*PROBLEM TO WORK ON*
Carry on the profile of the restaurant executive turned investor from the point where it stops.

*STUDY TEXT*
In time, the business expanded to 17 restaurants across the country and Willingham had responsibility for other brands in the group, including Tootsies and The Real Greek, but by now she had had her second child and, once again, found herself putting family first. "With one child everything still seems possible, because they just come with you everywhere," she says. "When you have two it's a whole different ball game and I just had to be very honest with myself, and it was a very difficult decision. But I realised I couldn't be the mum I really wanted to be and have 1,500 staff. I just couldn't do it." She believes she could have opened another 50 restaurants had she stayed on.

Backing growth

But one thing she had learned was just where her real skills lay. "That's my niche; the middle bit," she says. "So if someone has created something which has legs, then I can take it to the stage where we prove it's got legs and then someone else can come along and take it to the point where it's got mass. I'm that middle bit."

Alongside her husband Michael Willingham-Toxvaerd, she has since sought out and invested in businesses with just that potential, including the nutrition health firm NeutraHealth - later sold to Elder Pharmaceuticals in India - the London Cocktail Club and the Craft Cocktail Company, as well as a hologram business called GrooveMe, alongside fellow investor Sir Bob Geldof, while also launching the money-saving personal finance website letssavemoney.com.

It was this background which made the call from Dragons' Den so hard to resist, although as she consciously scaled back some of her teams last year to "try and regain my life" she is also aware it could be a double-edged sword. "We really stripped back, and I did it to stop being accountable to so many people," she explains. "Obviously the more people you hire, the more rely on you. It's been brilliant; we have much more control of our lives and we're much more hands-on and understand the businesses a lot more.

"We're looking at two other quite significant investments outside the den as well, so we're suddenly going to have a slightly larger portfolio," she admits. "We're having to think about some of the types of investment that we make now, so they're not so hands-on and don't need so much of our time. But remember that there are two of us. That makes an enormous difference when you have a husband who does this full-time as well."

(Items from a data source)
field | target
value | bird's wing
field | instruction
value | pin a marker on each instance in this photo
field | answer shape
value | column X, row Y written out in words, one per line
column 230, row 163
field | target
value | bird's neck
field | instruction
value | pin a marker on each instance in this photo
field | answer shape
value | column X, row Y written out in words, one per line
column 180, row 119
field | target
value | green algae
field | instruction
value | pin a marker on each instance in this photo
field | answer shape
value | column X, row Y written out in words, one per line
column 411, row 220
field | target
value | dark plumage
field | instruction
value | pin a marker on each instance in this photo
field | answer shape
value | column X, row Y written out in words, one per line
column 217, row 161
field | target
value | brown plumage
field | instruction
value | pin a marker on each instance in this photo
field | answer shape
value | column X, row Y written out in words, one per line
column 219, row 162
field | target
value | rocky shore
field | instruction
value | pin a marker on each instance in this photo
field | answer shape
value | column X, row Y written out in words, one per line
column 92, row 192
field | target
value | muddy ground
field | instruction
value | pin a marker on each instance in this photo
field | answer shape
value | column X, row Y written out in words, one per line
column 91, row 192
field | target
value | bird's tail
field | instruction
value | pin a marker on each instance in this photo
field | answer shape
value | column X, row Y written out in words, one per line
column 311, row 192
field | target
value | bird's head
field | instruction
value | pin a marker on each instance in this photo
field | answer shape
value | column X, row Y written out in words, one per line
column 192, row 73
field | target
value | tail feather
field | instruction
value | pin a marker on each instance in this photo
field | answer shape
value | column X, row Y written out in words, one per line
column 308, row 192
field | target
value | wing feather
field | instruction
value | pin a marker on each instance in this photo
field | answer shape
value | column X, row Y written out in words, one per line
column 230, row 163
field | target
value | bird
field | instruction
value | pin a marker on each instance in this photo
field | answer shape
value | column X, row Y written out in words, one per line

==

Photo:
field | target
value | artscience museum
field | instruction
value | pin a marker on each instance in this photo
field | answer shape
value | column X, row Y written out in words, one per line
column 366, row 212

*RESULT OF THE TASK*
She is, though, slightly apprehensive about just what else the show could entail, particularly the potential for her own profile to increase. "I don't know if I'd be OK with it or not because it's not happened yet but I'm a very private person, which I know sounds ridiculous when I've gone on Dragons' Den," she says. "But I'm very protective of my life, so the thing I will fiercely fight for is that it doesn't affect or take away from our family life."

Her family life involves large amounts of cooking and also eating out regularly but their biggest indulgence, as she calls it, is travel. "We travel a lot, probably two to three months a year," she says. "We go away a few weeks at a time and completely reboot. We go all over the place; just this year we've been to Thailand, Africa, Denmark, France, Egypt and Turkey."

All in all, though, she's pretty content with where she has ended up, and particularly the balance she has been able to strike between her business career and personal life. "I'm very lucky that I can now afford to make decisions based on what I want to do," she admits. "I often think I could have more time with the kids and I often feel stretched. But I'm on a lovely path and if I can keep adding a few nice businesses to it where I'm not doing all of the work but I can dip in and out with my expertise I'll be happy. I just want to keep on enjoying the journey."